■ WHAT THIS TASK INVOLVES ■
Reproduce the following material line for line, without altering anything in it.

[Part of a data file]
◇ ◇ ◇ ◇ ◇
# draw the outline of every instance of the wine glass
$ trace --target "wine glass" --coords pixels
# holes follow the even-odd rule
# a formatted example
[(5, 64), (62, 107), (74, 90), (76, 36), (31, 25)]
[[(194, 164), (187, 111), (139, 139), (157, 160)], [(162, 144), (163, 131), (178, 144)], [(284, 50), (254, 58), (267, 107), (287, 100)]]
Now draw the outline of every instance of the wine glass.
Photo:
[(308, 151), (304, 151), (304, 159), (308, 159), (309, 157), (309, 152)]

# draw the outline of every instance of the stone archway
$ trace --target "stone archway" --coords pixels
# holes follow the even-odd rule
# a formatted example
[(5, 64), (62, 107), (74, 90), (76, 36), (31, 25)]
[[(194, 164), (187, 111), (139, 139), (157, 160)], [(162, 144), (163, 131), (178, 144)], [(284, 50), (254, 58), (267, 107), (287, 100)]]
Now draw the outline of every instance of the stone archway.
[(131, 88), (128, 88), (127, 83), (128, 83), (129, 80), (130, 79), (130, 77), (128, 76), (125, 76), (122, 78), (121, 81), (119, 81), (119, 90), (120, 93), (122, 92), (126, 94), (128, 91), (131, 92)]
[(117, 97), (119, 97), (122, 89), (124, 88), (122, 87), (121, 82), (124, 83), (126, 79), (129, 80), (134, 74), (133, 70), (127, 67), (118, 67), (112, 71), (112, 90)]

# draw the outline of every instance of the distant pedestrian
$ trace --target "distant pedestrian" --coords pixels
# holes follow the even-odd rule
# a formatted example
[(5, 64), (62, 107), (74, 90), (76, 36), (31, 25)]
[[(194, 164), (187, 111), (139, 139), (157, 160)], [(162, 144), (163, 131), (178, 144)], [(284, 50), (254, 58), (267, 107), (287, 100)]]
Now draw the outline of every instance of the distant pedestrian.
◇ ◇ ◇ ◇ ◇
■ OUTPUT OF THE EXERCISE ■
# draw the outline of every instance of the wine glass
$ trace --target "wine glass" --coords pixels
# holes follow the even-odd rule
# a formatted example
[(5, 64), (62, 107), (74, 90), (76, 36), (31, 25)]
[[(194, 164), (187, 111), (139, 139), (157, 160)], [(162, 144), (163, 131), (178, 144)], [(284, 50), (254, 58), (267, 107), (287, 100)]]
Now draw the outline of every instance of the wine glass.
Photo:
[(308, 151), (304, 151), (304, 159), (308, 159), (309, 157), (309, 152)]

# draw the outline of every instance of the stone archway
$ trace --target "stone archway" --coords pixels
# holes follow the even-odd rule
# a formatted example
[(5, 64), (62, 107), (74, 90), (76, 36), (31, 25)]
[[(194, 164), (187, 111), (139, 139), (157, 160)], [(162, 144), (163, 131), (178, 144)], [(284, 50), (254, 58), (267, 107), (287, 100)]]
Now draw the outline of every instance of the stone archway.
[(131, 88), (128, 88), (127, 83), (128, 83), (129, 80), (130, 79), (130, 77), (128, 76), (125, 76), (122, 78), (121, 81), (119, 81), (119, 90), (120, 93), (122, 92), (126, 94), (128, 91), (131, 92)]
[(117, 97), (119, 97), (122, 89), (124, 88), (122, 87), (121, 82), (124, 83), (126, 79), (129, 80), (134, 74), (133, 70), (127, 67), (118, 67), (112, 71), (112, 90)]

# draw the outline of every instance of the distant pedestrian
$ trace --target "distant pedestrian" --coords pixels
# holes follow the even-odd rule
# a formatted example
[(5, 64), (62, 107), (74, 90), (76, 36), (31, 25)]
[[(194, 164), (187, 111), (139, 139), (157, 160)], [(162, 144), (163, 131), (178, 144)], [(284, 50), (254, 58), (267, 107), (287, 100)]]
Now draw the outline of every instance of the distant pedestrian.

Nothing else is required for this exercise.